▶ **Task description**
Copy everything from the line containing "obj: ceiling fan blade => bbox" down to the last line. Keep every line as it is, except shift each bounding box coordinate up by 15.
-- begin Supplied records --
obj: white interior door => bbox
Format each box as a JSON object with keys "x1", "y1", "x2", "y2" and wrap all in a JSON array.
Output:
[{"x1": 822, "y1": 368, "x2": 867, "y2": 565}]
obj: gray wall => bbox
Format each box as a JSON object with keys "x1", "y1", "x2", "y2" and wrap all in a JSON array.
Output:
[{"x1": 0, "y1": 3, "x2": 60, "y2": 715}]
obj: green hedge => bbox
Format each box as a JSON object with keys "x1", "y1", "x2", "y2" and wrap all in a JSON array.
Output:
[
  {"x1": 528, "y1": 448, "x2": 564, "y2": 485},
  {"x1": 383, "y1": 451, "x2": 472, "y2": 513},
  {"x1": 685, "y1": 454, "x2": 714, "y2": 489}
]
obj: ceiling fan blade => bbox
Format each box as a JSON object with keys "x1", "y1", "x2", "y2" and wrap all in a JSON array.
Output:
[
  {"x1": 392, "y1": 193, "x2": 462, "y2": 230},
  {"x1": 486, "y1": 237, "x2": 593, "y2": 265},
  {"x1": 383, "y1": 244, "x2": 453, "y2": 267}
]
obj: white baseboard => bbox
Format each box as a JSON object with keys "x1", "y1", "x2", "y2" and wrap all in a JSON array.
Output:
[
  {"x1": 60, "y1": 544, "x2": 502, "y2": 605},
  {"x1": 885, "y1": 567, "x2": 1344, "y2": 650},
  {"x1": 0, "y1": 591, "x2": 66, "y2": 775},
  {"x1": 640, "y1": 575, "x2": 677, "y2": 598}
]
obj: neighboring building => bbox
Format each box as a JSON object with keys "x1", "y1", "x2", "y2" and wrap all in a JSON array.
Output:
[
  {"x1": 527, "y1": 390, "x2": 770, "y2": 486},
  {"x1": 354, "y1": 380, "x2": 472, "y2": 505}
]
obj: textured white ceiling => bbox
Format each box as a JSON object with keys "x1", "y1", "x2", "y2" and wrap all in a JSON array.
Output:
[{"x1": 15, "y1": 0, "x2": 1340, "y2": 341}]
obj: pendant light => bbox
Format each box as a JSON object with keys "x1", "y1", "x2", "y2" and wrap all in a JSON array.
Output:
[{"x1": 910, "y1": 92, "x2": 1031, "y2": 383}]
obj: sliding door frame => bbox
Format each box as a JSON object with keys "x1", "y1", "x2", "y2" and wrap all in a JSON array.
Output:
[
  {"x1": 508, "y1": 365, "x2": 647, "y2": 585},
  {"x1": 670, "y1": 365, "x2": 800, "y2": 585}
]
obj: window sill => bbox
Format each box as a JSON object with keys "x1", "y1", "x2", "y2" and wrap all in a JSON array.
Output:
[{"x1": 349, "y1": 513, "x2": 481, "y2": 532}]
-- end Supplied records --
▶ **Completed exercise**
obj: ceiling fan blade => bbox
Format each box as a JSON object with keys "x1", "y1", "x2", "y2" and wrap all in a JSON array.
Output:
[
  {"x1": 407, "y1": 208, "x2": 477, "y2": 245},
  {"x1": 501, "y1": 252, "x2": 608, "y2": 280},
  {"x1": 398, "y1": 259, "x2": 468, "y2": 282}
]
obj: white baseboard => bbox
Format each box as a JSON object with keys "x1", "y1", "x2", "y2" and wrap all in a JSON array.
Output:
[
  {"x1": 75, "y1": 559, "x2": 517, "y2": 620},
  {"x1": 900, "y1": 582, "x2": 1359, "y2": 665},
  {"x1": 15, "y1": 606, "x2": 81, "y2": 790},
  {"x1": 655, "y1": 590, "x2": 692, "y2": 613}
]
obj: neighboring building => bbox
Format each box as a JSON object with keys "x1", "y1", "x2", "y2" and wrap all in a JSON array.
Output:
[
  {"x1": 542, "y1": 405, "x2": 785, "y2": 501},
  {"x1": 369, "y1": 395, "x2": 487, "y2": 520}
]
obj: textured white ceiling => bbox
Format each box as a JSON object with keys "x1", "y1", "x2", "y2" and wrap all in a JSON array.
Output:
[{"x1": 30, "y1": 15, "x2": 1355, "y2": 356}]
obj: pendant light => bbox
Format each box as a JSON object with keys "x1", "y1", "x2", "y2" and wrap all in a JSON array.
Output:
[{"x1": 925, "y1": 107, "x2": 1046, "y2": 398}]
obj: sliding door frame => bbox
Format each box as a JSON object with keys "x1", "y1", "x2", "y2" and wrap all in a JSON array.
Output:
[
  {"x1": 523, "y1": 380, "x2": 662, "y2": 600},
  {"x1": 685, "y1": 380, "x2": 815, "y2": 600}
]
obj: window sill => bbox
Format each box as a JSON object with keys "x1", "y1", "x2", "y2" and wrap all in a JSON array.
Output:
[{"x1": 364, "y1": 528, "x2": 496, "y2": 547}]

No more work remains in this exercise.